Short exercise = Change "forest" to "woods" in the stretch from the line containing "[mark] forest in" through the line containing "[mark] tree line", and write out only those lines with nothing else altered.

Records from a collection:
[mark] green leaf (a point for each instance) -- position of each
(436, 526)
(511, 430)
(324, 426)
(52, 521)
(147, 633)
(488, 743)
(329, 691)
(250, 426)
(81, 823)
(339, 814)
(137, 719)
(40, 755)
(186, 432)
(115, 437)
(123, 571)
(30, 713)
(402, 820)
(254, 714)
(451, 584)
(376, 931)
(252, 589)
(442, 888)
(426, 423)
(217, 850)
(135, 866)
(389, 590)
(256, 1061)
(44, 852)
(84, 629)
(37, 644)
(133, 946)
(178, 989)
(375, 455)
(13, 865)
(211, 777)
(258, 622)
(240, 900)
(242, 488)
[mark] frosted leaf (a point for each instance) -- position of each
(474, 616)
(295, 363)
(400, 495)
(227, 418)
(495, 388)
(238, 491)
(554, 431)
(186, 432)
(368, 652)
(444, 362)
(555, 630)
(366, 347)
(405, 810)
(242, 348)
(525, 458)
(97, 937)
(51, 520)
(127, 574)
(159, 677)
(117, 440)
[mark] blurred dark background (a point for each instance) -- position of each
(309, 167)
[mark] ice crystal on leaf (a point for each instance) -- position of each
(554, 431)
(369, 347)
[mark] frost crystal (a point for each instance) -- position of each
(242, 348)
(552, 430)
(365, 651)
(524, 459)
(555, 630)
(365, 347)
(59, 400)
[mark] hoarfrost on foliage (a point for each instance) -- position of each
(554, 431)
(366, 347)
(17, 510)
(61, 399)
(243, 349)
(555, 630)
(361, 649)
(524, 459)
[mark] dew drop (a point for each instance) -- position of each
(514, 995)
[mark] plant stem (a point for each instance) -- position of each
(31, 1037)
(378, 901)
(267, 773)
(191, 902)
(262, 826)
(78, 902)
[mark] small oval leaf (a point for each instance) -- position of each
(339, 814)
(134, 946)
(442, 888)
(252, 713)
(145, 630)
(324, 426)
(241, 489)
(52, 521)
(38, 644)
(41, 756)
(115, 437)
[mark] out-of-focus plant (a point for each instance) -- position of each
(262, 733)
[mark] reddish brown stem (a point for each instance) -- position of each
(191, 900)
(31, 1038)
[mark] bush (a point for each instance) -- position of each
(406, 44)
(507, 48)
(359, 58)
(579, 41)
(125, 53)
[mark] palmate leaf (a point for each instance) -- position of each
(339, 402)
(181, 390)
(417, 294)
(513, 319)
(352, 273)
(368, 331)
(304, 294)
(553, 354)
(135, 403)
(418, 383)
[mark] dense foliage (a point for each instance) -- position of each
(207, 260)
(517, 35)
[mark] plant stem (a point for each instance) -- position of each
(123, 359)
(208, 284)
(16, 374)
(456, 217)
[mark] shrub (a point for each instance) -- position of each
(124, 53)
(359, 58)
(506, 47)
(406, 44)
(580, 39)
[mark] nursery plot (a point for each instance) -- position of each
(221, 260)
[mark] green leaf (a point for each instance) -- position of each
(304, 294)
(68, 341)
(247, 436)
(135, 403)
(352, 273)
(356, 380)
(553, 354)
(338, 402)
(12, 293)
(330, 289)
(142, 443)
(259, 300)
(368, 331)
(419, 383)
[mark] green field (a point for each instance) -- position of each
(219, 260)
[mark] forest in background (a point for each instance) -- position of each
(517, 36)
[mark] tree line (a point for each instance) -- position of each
---
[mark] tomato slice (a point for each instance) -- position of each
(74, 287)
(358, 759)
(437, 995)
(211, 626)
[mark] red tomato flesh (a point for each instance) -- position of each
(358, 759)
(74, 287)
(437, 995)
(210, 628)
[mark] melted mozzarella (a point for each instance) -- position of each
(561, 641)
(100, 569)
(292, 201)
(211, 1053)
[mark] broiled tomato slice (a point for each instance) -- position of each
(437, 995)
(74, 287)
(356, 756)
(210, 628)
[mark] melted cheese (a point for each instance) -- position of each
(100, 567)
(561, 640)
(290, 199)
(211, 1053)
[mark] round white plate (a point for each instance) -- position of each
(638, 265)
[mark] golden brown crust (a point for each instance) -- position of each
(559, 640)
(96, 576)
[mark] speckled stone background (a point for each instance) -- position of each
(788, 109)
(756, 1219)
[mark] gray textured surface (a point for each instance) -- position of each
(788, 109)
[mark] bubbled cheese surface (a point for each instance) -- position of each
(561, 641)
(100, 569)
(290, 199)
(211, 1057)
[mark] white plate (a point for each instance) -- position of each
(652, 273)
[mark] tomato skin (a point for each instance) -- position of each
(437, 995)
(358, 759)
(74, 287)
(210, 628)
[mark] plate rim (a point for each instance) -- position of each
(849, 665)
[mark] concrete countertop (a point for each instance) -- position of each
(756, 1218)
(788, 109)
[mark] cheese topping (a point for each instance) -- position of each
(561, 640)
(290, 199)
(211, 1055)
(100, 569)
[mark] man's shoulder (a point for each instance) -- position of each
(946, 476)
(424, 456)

Solution =
[mark] woods in background (a point for each instance) -- position of each
(517, 36)
[mark] tree line (a point for each instance) -- position of each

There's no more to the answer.